-- RECORDS FOR PROCESSING follows --

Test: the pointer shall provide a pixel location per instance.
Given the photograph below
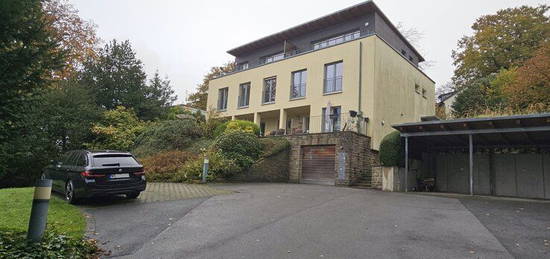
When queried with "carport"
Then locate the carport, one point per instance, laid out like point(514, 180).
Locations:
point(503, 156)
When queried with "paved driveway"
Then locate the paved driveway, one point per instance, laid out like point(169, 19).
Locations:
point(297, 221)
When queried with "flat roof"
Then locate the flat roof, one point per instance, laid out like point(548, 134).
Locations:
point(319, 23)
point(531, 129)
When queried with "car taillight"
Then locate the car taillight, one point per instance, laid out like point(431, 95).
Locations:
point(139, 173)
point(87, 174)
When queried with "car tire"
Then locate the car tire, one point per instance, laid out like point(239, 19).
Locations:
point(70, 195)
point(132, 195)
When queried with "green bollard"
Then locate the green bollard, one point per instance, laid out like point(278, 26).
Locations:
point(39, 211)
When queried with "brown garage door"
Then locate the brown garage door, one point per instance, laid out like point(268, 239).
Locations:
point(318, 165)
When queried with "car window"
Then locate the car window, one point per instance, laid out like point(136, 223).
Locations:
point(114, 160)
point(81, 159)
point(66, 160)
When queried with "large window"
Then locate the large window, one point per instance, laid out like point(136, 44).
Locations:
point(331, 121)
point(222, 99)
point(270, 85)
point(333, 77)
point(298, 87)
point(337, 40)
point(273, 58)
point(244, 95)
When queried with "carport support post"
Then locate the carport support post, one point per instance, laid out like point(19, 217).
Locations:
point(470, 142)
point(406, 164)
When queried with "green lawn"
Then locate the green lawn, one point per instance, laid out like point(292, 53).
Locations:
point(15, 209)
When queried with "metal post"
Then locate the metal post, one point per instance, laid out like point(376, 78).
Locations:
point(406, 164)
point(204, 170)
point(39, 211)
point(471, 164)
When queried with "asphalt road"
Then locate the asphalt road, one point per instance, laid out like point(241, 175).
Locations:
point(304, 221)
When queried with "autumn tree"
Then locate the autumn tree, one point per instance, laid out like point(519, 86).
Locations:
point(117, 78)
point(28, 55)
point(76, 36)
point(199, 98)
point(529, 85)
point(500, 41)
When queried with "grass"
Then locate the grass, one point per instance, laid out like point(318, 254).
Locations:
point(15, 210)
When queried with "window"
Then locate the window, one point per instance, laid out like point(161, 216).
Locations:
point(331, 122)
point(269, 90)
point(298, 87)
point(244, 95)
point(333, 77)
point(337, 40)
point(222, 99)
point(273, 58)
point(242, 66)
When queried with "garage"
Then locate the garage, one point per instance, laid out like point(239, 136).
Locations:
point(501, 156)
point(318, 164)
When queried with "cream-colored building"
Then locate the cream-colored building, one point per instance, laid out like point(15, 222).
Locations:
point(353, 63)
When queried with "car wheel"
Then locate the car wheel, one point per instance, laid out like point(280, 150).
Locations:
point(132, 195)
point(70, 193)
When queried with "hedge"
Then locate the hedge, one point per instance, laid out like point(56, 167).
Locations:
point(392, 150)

-- RECORDS FOR PROCESSING concluded --

* [WHAT YOU ARE ASKED TO DO]:
Look through the entries above and quote exactly the lines from the line with "Then locate the paved" to the line with "Then locate the car window, one", counting both of those lines.

* [SOLUTION TO THE EXERCISE]:
Then locate the paved driveway, one point per instance, laid out like point(169, 19).
Locations:
point(297, 221)
When queried with "flat roof"
Then locate the flat roof, one point per instance, laid out like point(548, 134).
Locations:
point(319, 23)
point(531, 129)
When queried with "car taillight"
Then locate the car taillight, one point per instance, laid out like point(431, 95).
Locations:
point(139, 173)
point(87, 174)
When queried with "car tire"
Then locate the car tire, one point per instance, laid out like point(239, 19).
Locations:
point(70, 195)
point(132, 195)
When queried with "green bollard"
Then locate the green bollard, one point per instance, laid out like point(278, 26).
Locations:
point(39, 211)
When queried with "brown garage door"
Then locate the brown garage door, one point per instance, laid out like point(268, 239).
Locations:
point(318, 165)
When queried with "car window"
Then locate the car window, one point per instance, laid out like point(136, 223).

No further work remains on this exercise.